§ **Exercise material**
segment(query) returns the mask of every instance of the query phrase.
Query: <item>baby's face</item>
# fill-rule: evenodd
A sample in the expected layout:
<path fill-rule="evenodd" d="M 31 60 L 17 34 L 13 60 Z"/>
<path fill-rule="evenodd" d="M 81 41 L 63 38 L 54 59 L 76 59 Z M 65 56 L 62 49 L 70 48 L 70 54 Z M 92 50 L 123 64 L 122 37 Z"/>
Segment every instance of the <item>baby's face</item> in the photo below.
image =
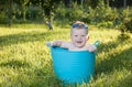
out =
<path fill-rule="evenodd" d="M 72 30 L 72 42 L 76 47 L 82 47 L 88 40 L 87 31 L 85 29 Z"/>

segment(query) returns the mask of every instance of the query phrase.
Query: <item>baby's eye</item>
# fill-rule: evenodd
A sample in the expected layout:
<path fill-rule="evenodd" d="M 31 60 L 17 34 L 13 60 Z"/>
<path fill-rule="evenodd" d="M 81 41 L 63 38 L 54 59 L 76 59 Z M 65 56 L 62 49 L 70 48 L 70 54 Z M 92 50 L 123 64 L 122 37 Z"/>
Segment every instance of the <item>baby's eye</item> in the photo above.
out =
<path fill-rule="evenodd" d="M 78 35 L 75 35 L 76 37 L 78 36 Z"/>
<path fill-rule="evenodd" d="M 85 35 L 81 35 L 81 36 L 85 36 Z"/>

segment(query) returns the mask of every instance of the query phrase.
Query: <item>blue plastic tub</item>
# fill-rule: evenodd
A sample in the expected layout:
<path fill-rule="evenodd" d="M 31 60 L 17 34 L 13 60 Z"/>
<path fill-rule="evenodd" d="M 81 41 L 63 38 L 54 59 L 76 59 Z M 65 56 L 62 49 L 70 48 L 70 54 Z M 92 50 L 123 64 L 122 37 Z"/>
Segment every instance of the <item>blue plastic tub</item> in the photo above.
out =
<path fill-rule="evenodd" d="M 95 53 L 51 47 L 53 66 L 58 79 L 67 84 L 89 83 L 95 74 Z"/>

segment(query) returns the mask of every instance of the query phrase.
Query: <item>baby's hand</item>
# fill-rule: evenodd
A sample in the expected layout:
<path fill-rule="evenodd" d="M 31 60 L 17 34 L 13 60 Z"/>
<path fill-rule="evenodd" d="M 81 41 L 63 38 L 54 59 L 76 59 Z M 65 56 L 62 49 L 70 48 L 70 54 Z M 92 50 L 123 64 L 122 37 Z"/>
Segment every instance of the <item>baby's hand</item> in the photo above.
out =
<path fill-rule="evenodd" d="M 90 45 L 89 47 L 88 47 L 88 51 L 89 52 L 95 52 L 97 50 L 97 47 L 95 46 L 95 45 Z"/>

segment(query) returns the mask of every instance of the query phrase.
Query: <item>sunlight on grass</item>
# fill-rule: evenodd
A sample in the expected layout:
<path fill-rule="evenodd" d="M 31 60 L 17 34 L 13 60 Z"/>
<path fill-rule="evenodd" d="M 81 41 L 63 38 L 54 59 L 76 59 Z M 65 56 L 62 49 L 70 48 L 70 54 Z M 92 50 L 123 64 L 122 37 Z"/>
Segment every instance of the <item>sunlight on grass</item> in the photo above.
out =
<path fill-rule="evenodd" d="M 54 31 L 41 25 L 0 28 L 0 87 L 62 87 L 55 77 L 47 41 L 69 41 L 70 28 Z M 81 87 L 131 87 L 132 34 L 119 40 L 119 31 L 89 25 L 89 43 L 101 41 L 96 74 Z"/>

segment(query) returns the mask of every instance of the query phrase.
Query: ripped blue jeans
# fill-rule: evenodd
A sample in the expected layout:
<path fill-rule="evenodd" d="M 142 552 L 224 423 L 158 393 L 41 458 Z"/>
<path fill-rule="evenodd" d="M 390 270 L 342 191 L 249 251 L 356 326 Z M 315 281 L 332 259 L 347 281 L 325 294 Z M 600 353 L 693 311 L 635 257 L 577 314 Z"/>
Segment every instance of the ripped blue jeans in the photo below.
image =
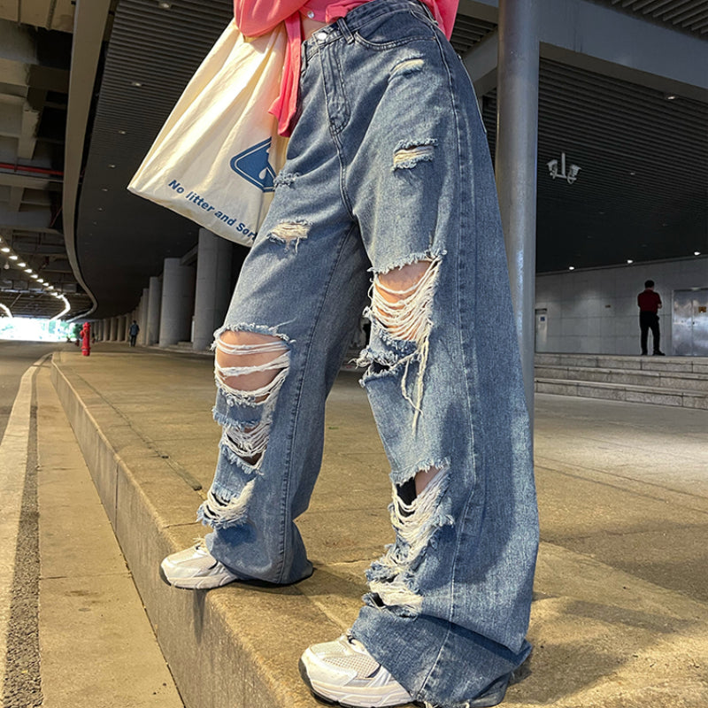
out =
<path fill-rule="evenodd" d="M 415 0 L 355 8 L 303 59 L 288 161 L 216 333 L 223 436 L 200 517 L 239 577 L 312 573 L 294 519 L 364 310 L 362 385 L 390 463 L 396 543 L 368 572 L 352 632 L 415 699 L 457 708 L 530 650 L 538 543 L 489 149 L 469 77 Z M 387 289 L 415 263 L 412 288 Z"/>

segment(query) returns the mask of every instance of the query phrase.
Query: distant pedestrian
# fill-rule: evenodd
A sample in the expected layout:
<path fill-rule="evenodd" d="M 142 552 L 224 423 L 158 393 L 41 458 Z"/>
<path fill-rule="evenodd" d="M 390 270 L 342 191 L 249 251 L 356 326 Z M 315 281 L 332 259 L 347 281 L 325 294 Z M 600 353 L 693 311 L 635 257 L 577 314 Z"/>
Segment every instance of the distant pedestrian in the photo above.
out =
<path fill-rule="evenodd" d="M 653 354 L 663 357 L 664 352 L 659 349 L 661 335 L 658 331 L 658 309 L 661 307 L 661 297 L 654 292 L 654 281 L 647 281 L 644 289 L 636 296 L 639 305 L 639 329 L 642 333 L 642 356 L 647 355 L 647 339 L 649 330 L 651 330 Z"/>
<path fill-rule="evenodd" d="M 138 327 L 138 323 L 134 319 L 133 324 L 130 326 L 130 329 L 128 329 L 127 334 L 130 336 L 130 346 L 135 346 L 135 341 L 138 338 L 138 332 L 140 332 L 140 327 Z"/>

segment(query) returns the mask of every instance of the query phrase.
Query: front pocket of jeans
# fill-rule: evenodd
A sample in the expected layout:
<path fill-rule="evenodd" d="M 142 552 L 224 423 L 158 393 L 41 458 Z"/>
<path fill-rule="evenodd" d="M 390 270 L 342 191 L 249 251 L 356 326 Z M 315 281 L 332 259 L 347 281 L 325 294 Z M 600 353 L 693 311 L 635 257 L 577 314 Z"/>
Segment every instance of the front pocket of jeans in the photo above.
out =
<path fill-rule="evenodd" d="M 407 10 L 381 15 L 354 32 L 357 43 L 373 50 L 392 49 L 434 37 L 433 28 Z"/>

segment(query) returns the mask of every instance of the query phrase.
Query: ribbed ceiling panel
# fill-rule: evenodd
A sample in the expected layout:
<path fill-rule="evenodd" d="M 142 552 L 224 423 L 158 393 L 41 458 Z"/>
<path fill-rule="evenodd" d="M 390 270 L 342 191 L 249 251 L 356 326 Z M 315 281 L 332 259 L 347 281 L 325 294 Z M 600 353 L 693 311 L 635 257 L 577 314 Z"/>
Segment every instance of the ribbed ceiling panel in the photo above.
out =
<path fill-rule="evenodd" d="M 494 154 L 496 92 L 483 116 Z M 540 272 L 708 251 L 704 104 L 543 59 L 537 175 Z"/>
<path fill-rule="evenodd" d="M 708 0 L 596 0 L 674 29 L 705 35 Z"/>

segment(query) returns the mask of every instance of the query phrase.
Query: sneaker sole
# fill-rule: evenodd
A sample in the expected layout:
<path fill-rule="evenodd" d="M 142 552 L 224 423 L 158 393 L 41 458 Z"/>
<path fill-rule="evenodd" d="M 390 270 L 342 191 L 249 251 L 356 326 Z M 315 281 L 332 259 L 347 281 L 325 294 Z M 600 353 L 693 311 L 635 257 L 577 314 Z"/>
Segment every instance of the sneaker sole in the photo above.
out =
<path fill-rule="evenodd" d="M 396 708 L 396 706 L 399 705 L 411 705 L 412 701 L 410 698 L 406 698 L 404 701 L 400 701 L 398 703 L 381 703 L 381 701 L 386 700 L 386 696 L 379 696 L 377 701 L 367 701 L 366 703 L 359 703 L 359 704 L 353 704 L 353 703 L 347 703 L 347 696 L 351 695 L 350 691 L 346 689 L 346 687 L 343 686 L 332 686 L 331 684 L 317 684 L 317 688 L 312 685 L 312 681 L 310 680 L 310 676 L 307 674 L 307 667 L 304 665 L 304 662 L 300 659 L 298 663 L 298 668 L 300 669 L 300 676 L 304 682 L 304 685 L 310 689 L 310 692 L 312 696 L 317 698 L 317 700 L 321 701 L 322 703 L 326 703 L 328 705 L 342 705 L 344 708 Z M 323 691 L 320 693 L 320 691 Z M 334 694 L 334 696 L 328 696 L 327 693 Z M 339 694 L 339 696 L 337 696 Z M 413 704 L 415 705 L 422 704 Z"/>
<path fill-rule="evenodd" d="M 160 578 L 167 585 L 182 590 L 211 590 L 236 580 L 235 576 L 229 575 L 204 575 L 198 578 L 174 578 L 171 580 L 167 573 L 165 573 L 162 564 L 160 564 Z"/>
<path fill-rule="evenodd" d="M 411 700 L 405 700 L 403 703 L 388 704 L 381 703 L 367 703 L 366 705 L 363 704 L 355 705 L 354 704 L 345 703 L 342 700 L 336 700 L 319 693 L 318 690 L 312 686 L 312 681 L 310 680 L 310 676 L 307 675 L 307 668 L 302 659 L 300 659 L 298 663 L 298 667 L 300 669 L 300 676 L 302 677 L 304 685 L 310 689 L 312 696 L 314 696 L 317 700 L 326 703 L 328 705 L 342 705 L 344 706 L 344 708 L 377 708 L 378 706 L 384 705 L 386 705 L 386 708 L 396 708 L 396 706 L 400 705 L 423 705 L 423 704 L 419 703 L 419 701 Z M 469 708 L 493 708 L 493 706 L 498 705 L 504 700 L 504 696 L 506 695 L 506 689 L 509 685 L 509 681 L 511 678 L 512 673 L 506 673 L 504 676 L 500 676 L 498 679 L 496 679 L 496 681 L 488 686 L 484 689 L 483 693 L 480 694 L 476 698 L 473 698 L 467 702 Z M 333 689 L 333 692 L 342 690 L 339 689 L 339 687 L 330 688 Z"/>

§ **Task goal**
Please count the lines in the rows above that contain the string "grass", and give only the number.

§ **Complete output**
2